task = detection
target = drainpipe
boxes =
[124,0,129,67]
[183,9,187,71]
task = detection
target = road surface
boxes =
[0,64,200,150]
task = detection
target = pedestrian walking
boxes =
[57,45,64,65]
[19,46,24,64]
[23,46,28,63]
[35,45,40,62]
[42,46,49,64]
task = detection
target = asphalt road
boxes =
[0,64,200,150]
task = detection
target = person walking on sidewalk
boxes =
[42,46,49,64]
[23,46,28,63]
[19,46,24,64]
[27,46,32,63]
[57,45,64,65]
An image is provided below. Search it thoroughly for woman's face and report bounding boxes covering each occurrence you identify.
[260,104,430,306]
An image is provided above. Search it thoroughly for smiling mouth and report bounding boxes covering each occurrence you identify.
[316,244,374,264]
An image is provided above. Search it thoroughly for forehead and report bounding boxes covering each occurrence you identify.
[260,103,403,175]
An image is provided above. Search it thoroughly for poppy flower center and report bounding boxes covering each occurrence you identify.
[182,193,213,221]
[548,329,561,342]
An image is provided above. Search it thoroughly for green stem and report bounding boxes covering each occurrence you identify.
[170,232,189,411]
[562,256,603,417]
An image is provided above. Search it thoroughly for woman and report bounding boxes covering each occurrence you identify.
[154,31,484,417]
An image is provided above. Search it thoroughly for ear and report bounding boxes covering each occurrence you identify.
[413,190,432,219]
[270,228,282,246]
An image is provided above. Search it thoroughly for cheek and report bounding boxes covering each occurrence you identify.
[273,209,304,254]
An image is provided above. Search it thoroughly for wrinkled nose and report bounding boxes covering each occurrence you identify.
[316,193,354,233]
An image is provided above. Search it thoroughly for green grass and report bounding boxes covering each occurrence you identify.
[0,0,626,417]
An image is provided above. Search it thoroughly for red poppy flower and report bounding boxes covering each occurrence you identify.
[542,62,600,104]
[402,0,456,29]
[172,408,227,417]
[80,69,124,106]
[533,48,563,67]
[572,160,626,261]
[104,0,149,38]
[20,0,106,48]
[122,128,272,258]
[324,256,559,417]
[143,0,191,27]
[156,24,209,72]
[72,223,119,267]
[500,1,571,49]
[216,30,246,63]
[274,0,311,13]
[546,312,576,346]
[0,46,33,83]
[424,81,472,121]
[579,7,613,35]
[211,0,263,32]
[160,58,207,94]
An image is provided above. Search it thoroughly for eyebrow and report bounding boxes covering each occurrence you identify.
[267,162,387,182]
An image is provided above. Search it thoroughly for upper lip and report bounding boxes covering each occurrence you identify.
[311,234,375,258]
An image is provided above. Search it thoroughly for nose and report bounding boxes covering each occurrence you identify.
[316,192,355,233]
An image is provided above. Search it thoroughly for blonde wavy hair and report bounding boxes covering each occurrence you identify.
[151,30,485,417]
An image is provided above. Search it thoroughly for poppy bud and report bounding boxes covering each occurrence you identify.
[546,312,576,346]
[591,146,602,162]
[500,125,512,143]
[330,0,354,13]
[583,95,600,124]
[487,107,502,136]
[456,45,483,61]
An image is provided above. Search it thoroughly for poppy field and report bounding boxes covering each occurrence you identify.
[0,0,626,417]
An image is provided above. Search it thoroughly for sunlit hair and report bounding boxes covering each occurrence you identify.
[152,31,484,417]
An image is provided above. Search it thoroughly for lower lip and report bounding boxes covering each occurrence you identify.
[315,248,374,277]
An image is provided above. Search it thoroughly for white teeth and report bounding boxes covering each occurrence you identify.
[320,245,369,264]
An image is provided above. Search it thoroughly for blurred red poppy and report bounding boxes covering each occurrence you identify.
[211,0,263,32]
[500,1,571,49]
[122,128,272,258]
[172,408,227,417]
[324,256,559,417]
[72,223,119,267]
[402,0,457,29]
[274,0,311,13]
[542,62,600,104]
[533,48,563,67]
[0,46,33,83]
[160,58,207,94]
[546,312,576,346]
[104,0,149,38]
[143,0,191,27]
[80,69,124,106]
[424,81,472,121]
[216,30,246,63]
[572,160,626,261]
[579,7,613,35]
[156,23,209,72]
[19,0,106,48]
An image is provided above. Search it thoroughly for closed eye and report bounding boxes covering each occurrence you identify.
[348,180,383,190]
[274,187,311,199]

Work instructions -> Copy the whole listing above line for line, changing nothing.

Written answer ->
task = detection
target = drainpipe
boxes =
[124,0,129,67]
[183,9,187,71]
task = detection
target = road surface
boxes =
[0,64,200,150]
task = detection
target = pedestrian walking
boxes =
[57,45,64,65]
[19,46,24,64]
[23,46,28,63]
[35,45,40,62]
[42,46,49,64]
task = detection
target = asphalt road
boxes =
[0,64,200,150]
task = detection
target = person walking on sidewalk
boxes =
[42,46,49,64]
[23,46,28,63]
[19,46,24,64]
[27,46,32,63]
[57,45,64,65]
An image is provided below. Search it thoroughly for woman's face and report bounding boxes covering each occurrence you identify.
[260,104,430,306]
An image is provided above. Search it thoroughly for smiling mouth and report bounding boxes covering each occurrence you identify.
[316,244,374,264]
An image is provided above. Search it thoroughly for forehead and report bounding boxes covering each occurrence you identify.
[260,103,403,175]
An image is provided above. Search it thoroughly for poppy flower center and report bounding boxes covering each occurrence you identify.
[182,193,213,221]
[548,329,561,342]
An image is provided above. Search it thoroughly for green stem and report bounding boxes covering each occurrence you identify.
[170,232,189,411]
[562,256,603,417]
An image is provided above. Search it thoroughly for woman and report bounding boxes covering each occurrence you identify.
[154,31,484,417]
An image is provided above. Search it thoroughly for ear and report bounding boxes covering each occurrence you identify.
[413,190,432,219]
[270,228,282,246]
An image is provided above. Search it thoroughly for cheek and report bounding boxes covering each occurrence you identify.
[273,209,304,254]
An image is provided above. Search it thoroughly for wrinkled nose and report bounding boxes covering each occurrence you identify.
[316,193,354,233]
An image is provided above. Search it thoroughly for green grass and report bounding boxes covering each occurrence you identify.
[0,0,626,417]
An image is provided above. Search it thoroughly for red poppy flower and report bounding boxes covering each occurrence you identify.
[542,62,600,104]
[402,0,456,29]
[172,408,227,417]
[80,69,124,106]
[533,48,563,67]
[572,160,626,261]
[104,0,149,38]
[20,0,106,48]
[122,128,272,258]
[324,256,559,417]
[143,0,191,27]
[156,24,209,72]
[72,223,119,267]
[500,1,571,49]
[216,30,246,63]
[274,0,311,13]
[546,312,576,346]
[0,46,33,83]
[424,81,472,121]
[579,7,613,35]
[211,0,263,32]
[160,58,207,94]
An image is provided above. Search it thoroughly for eyebrow and report bounding boxes covering each occurrence you identify.
[267,162,387,182]
An image is provided above. Search it thoroughly for upper lip and report bounding boxes covering each occurrence you identify.
[311,234,375,258]
An image is provided above. Search it thoroughly for nose and report bounding boxes covering each occurrence you identify.
[316,192,355,233]
An image is provided above. Search it thoroughly for blonde wavy hair and report bounding boxes covering each occurrence you identify.
[151,30,485,417]
An image is provided above. Search it thoroughly for poppy bud and report bounding boxes covering each occurrence you identify.
[546,312,576,346]
[591,146,602,162]
[500,125,512,143]
[330,0,354,13]
[583,95,600,124]
[487,107,502,136]
[456,45,483,61]
An image is provided above. Search it thoroughly for poppy field and report bounding boxes covering each occurrence you identify.
[0,0,626,417]
An image is provided above. Search it thoroughly for sunlit hair and report bounding boxes covering each occurrence you identify.
[152,31,484,417]
An image is provided above. Search it thoroughly for lower lip and report bounding boxes covering each occurrence you identify.
[315,248,374,277]
An image is provided above. Search it thoroughly for white teeth and report bounding boxes covering each occurrence you identify.
[320,245,369,264]
An image is provided above. Search it thoroughly for blurred red poppy and report bounding boxes covering each occurrence you identify.
[211,0,263,32]
[500,1,571,49]
[122,128,272,258]
[172,408,227,417]
[324,256,559,417]
[72,223,119,267]
[402,0,457,29]
[274,0,311,13]
[542,62,600,104]
[533,48,563,67]
[0,46,33,83]
[160,58,207,94]
[546,312,576,346]
[104,0,149,38]
[143,0,191,27]
[80,69,124,106]
[424,81,472,121]
[216,30,246,63]
[572,160,626,261]
[579,7,613,35]
[156,23,209,72]
[19,0,106,48]
An image is provided above. Search it thoroughly for closed eye and report bounding boxes covering each occurrence you identify.
[348,180,383,190]
[274,187,311,199]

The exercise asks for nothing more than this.